Copy out the records below, swapping each occurrence of "label" for "mark" and leaving all other text as it stands.
— BEGIN Extracted information —
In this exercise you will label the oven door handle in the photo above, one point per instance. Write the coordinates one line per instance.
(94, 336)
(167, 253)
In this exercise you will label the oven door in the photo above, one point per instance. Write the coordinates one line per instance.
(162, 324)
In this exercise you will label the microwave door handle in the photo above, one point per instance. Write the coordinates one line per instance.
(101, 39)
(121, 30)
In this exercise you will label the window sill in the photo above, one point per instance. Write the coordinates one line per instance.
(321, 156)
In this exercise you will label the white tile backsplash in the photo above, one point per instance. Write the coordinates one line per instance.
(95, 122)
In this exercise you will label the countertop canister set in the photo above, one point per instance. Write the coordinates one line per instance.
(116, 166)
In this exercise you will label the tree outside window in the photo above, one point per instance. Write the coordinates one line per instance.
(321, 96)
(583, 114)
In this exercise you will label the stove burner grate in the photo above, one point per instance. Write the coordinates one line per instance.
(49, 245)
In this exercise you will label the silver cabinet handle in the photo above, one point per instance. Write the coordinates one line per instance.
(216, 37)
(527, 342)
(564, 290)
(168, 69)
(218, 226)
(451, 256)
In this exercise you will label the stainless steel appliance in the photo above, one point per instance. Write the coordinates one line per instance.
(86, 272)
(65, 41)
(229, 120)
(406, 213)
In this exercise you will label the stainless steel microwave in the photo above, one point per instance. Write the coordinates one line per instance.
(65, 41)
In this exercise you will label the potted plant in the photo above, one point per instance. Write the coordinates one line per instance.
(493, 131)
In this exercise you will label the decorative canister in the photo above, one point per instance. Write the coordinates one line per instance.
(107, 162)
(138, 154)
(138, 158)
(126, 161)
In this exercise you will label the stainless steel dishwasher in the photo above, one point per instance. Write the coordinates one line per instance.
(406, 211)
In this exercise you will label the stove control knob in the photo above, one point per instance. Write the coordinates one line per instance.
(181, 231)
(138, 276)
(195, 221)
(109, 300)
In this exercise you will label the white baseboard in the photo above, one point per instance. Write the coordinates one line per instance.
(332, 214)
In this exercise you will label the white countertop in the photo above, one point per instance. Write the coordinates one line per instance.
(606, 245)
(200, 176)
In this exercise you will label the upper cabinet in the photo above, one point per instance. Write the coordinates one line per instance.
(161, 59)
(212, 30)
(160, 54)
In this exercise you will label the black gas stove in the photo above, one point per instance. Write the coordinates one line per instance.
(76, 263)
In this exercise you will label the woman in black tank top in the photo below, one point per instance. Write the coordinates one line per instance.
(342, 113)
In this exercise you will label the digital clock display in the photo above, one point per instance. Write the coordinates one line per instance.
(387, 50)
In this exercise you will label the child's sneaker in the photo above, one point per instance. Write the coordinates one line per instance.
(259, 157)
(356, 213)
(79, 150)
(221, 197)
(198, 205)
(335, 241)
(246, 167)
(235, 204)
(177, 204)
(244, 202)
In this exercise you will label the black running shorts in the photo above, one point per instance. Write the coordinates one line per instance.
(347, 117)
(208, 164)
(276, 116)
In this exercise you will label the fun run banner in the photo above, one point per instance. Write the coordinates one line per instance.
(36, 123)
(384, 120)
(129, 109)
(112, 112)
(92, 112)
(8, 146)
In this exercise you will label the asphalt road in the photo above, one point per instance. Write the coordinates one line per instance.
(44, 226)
— END Extracted information —
# Exercise answer:
In this exercise you will mark the oven door handle in the photo above, one point per instance. Write the coordinates one line per instance.
(94, 336)
(167, 253)
In this exercise you will mark the oven door in the photo above, one point per instance. Write the coordinates one line per instance.
(162, 324)
In this exercise you will mark the microwave door handle in the photo above, one point per instance. Write the coordinates one line per instance.
(101, 39)
(121, 30)
In this exercise you will mark the window sill in the photo above, one point per instance. Write the coordinates one line per instance.
(321, 156)
In this exercise you will mark the white tile backsplash in the photo above, one point per instance. Write the coordinates one line per instance.
(95, 122)
In this exercise you will mark the countertop canister set in the photo above, one point per instance. Write the coordinates one line per instance.
(116, 166)
In this exercise you will mark the tree outside window in the photo above, one point per instance. Write the coordinates one line per instance.
(321, 96)
(583, 114)
In this exercise you will mark the stove burner grate in the photo above, one point per instance. Write the coordinates one line per instance.
(49, 245)
In this exercise you will mark the silver cabinet handle in the photo above, one point per instance. Write the coordinates one line per instance.
(216, 37)
(527, 342)
(564, 290)
(168, 69)
(218, 226)
(451, 256)
In this exercise you will mark the stainless steel appliance in the photo above, one point per instance. Write the coordinates one line per instance.
(86, 272)
(65, 41)
(229, 120)
(406, 213)
In this exercise you will mark the stainless steel microwave in the photo above, one point per instance. Write the coordinates one line per instance.
(65, 41)
In this exercise you will mark the potted plant in the photo above, one point per instance. Write the coordinates one line per instance.
(493, 131)
In this exercise you will mark the decorative canister in the photo above, one point per instance. Write the coordinates one line per instance.
(107, 162)
(138, 154)
(138, 158)
(126, 161)
In this exercise you will mark the stainless steel dishwasher in the photo above, one point per instance. Write the coordinates one line per instance.
(406, 211)
In this exercise you will mark the stove control knob in the photo above, one point per instance. Write the coordinates one line per instance.
(181, 231)
(138, 276)
(195, 221)
(109, 300)
In this exercise you will mark the white baseboard in the photo above, one point per instance. Write the coordinates one line per instance.
(332, 214)
In this exercise you will mark the white countertop in the photo above, one point per instance. Write the coordinates one line per instance.
(606, 245)
(200, 176)
In this exercise you will mark the upper cabinet in the photo above, one point per instance. Write the coordinates one line per instance.
(161, 59)
(212, 30)
(160, 54)
In this exercise you will mark the black gas stove in the photo above, one point per instance. Write the coordinates one line per instance.
(76, 263)
In this exercise you will mark the woman in black tank top in the photo below, one point per instance. Write the coordinates one line per instance.
(342, 113)
In this exercise you will mark the digital clock display in the photo above, one point per instance. Write the coordinates one line per instance.
(387, 50)
In this exercise you will mark the child's sneaker in the photo above, one point per instance. Write the coordinates one line per instance.
(259, 157)
(356, 213)
(79, 150)
(221, 197)
(198, 205)
(335, 241)
(246, 167)
(235, 204)
(177, 204)
(244, 202)
In this exercise you will mark the black running shorts in the photo above, one point per instance. Write the coordinates one line per instance.
(347, 117)
(208, 164)
(276, 116)
In this exercise you will mark the fun run banner in the photo above, one point per instance. Write the coordinates one line per instance.
(36, 123)
(384, 120)
(129, 109)
(112, 112)
(92, 112)
(8, 146)
In this exercise you will mark the asphalt road in the photo above, one point per instance. Write the coordinates one line per instance.
(44, 226)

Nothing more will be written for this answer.